- Exercise directions -
Reproduce exactly the lines beginning with the line that contains "Where can the green bud" and ending at the final line of the material below.

- Data supplied -
============

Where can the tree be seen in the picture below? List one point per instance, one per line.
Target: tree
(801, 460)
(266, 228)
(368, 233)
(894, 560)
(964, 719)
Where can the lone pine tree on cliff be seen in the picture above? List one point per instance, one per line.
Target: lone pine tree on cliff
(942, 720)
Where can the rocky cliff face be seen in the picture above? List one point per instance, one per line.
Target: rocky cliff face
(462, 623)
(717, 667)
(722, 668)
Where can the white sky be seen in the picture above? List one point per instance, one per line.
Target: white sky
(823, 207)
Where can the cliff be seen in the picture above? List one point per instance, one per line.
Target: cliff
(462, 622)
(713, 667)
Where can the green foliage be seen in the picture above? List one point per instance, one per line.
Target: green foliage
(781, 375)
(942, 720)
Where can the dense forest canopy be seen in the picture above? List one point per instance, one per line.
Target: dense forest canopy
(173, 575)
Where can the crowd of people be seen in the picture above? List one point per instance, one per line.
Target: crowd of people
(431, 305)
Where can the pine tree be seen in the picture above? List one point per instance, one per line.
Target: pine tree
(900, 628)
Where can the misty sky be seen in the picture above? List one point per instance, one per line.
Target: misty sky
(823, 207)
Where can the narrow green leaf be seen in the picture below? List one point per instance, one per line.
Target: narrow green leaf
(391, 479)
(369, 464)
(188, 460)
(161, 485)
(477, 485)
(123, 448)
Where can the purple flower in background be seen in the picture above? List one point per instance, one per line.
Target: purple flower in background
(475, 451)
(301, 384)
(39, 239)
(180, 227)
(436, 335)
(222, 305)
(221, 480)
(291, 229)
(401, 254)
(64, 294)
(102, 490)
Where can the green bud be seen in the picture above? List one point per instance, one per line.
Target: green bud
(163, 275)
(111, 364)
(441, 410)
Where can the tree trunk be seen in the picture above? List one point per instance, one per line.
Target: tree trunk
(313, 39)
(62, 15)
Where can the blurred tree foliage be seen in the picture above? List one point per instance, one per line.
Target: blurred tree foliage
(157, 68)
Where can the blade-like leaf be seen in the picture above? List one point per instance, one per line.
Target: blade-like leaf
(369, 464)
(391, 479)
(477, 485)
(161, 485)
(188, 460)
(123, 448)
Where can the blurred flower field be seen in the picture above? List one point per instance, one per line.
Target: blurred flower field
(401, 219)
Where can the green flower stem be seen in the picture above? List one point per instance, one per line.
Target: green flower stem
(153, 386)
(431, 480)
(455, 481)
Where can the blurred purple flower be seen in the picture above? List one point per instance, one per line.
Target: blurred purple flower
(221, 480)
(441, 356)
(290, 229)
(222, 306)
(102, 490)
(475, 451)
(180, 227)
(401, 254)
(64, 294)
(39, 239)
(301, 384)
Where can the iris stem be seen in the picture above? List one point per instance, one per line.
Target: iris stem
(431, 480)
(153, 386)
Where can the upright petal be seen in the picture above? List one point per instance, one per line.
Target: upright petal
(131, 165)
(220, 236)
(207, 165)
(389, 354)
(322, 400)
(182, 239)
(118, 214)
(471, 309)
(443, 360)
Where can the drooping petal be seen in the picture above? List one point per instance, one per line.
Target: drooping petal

============

- Finished answer -
Where can the green bud be seen in the picture above? List one point per instance, one per line.
Target: green bud
(163, 275)
(111, 364)
(441, 410)
Where can the tree trunk be seen in the picture above? List one point per instance, one per line.
Target: tree trunk
(313, 39)
(62, 15)
Where can the blurred tree foliage be seen in the picture above? List one point per instance, one per line.
Target: blurred tree foliage
(157, 68)
Where can the blade-like leaf be seen in the picture above? List one point per instance, one per line.
Target: blade-like leaf
(369, 464)
(391, 479)
(477, 485)
(161, 485)
(188, 460)
(123, 448)
Where can the blurred flower field be seen in the picture above? List one point per instance, one per line.
Target: blurred flower field
(401, 219)
Where can the green flower stem be seen in the picture above? List one point per instance, one per line.
Target: green flower stem
(153, 386)
(431, 480)
(455, 481)
Where can the blurred purple flower be seen in the picture above? List one point per instance, one per line.
Target: blurred purple flower
(221, 480)
(441, 356)
(290, 229)
(222, 306)
(102, 490)
(475, 451)
(180, 227)
(401, 254)
(64, 294)
(39, 239)
(301, 384)
Where can the iris stem be seen in the picture above? List one point per instance, one per line.
Target: iris stem
(431, 480)
(153, 386)
Where can the upright petal be seen in the picture above? List one point per instance, one per line.
Target: upright petal
(131, 165)
(220, 236)
(207, 165)
(389, 354)
(322, 400)
(182, 239)
(118, 214)
(471, 309)
(443, 360)
Where can the drooping petal be seen in the picture above? List one point per instance, one per line.
Target: drooping petal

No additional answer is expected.